Fleisch oder Fleischlos?
Die Gemeinde offerierte das Mittagessen. Es gab Teigwaren und Gschnätzletes. Insgesamt 35 kg Fleisch sind verarbeitet worden. Aus verschiedenen Gründen reduzieren heute viele Menschen ihren Fleischkonsum. Wer also auf das Fleisch verzichtete, musste sich im schlimmsten Fall mit trockenen Teigwaren begnügen. Werden in einem Jahr auch VegetarierInnen ein vollwertiges Menü geniessen können?
Einmal ruhig – immer ruhig?
Infolge der langanhaltenden Trockenheit hatte der Kanton ein Feuerwerks-Verbot erlassen. Es ist ein ungewohnt ruhiger Abend geworden. Die farbigen Muster der Raketen und die Fontänen der Vulkane haben gefehlt, dafür sind die Ohren von Mensch und Tier geschont worden.

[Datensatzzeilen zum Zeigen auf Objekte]

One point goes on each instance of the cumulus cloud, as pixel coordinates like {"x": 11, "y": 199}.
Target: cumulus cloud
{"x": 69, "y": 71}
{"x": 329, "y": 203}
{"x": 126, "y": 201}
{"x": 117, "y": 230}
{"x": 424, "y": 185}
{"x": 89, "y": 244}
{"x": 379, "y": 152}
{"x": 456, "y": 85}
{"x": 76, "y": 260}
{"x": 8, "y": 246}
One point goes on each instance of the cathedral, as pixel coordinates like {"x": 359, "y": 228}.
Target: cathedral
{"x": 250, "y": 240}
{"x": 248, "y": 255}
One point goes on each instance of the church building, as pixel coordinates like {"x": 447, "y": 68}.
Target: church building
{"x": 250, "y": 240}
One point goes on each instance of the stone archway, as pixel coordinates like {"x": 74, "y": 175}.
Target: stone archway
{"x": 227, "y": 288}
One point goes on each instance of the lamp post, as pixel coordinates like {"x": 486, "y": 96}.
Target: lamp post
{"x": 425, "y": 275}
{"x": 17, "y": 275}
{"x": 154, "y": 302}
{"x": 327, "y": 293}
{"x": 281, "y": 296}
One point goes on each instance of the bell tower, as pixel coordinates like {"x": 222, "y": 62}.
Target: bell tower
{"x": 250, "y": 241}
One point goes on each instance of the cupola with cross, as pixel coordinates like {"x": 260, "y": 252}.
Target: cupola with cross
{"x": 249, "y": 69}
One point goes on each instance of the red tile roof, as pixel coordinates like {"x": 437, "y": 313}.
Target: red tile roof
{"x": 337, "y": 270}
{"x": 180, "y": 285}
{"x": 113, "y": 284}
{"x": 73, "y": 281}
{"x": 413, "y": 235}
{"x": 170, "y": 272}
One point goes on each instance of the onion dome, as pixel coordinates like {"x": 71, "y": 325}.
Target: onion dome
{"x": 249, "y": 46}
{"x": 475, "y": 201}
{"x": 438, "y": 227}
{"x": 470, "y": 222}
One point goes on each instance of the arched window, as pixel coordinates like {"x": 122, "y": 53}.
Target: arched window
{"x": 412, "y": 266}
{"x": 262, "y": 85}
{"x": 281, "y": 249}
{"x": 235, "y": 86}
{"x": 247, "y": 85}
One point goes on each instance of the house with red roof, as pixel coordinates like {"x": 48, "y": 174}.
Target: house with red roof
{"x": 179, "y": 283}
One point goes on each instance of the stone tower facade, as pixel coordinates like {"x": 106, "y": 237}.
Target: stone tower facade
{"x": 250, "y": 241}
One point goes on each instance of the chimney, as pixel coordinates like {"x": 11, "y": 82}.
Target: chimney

■ ARBEITSANWEISUNGEN
**A.** Wie viel Fleisch wurde gemäß dem vorliegenden Text insgesamt verarbeitet?
**B.** Ordnen Sie den Teil der Einträge, der mit der Zeile beginnt, die „One point goes on each instance of the chimney, as“ enthält, und bis zum Ende der Einträge reicht, als Markdown-Tabelle mit den Spalten „Nr.“ und „Zeile“ an. Leerzeilen lassen Sie dabei weg.

■ LÖSUNGEN
**A.** Insgesamt wurden 35 kg Fleisch verarbeitet.

**B.**
| Nr. | Zeile |
|---|---|
| 1 | One point goes on each instance of the chimney, as pixel coordinates like {"x": 11, "y": 82}. |
| 2 | Target: chimney |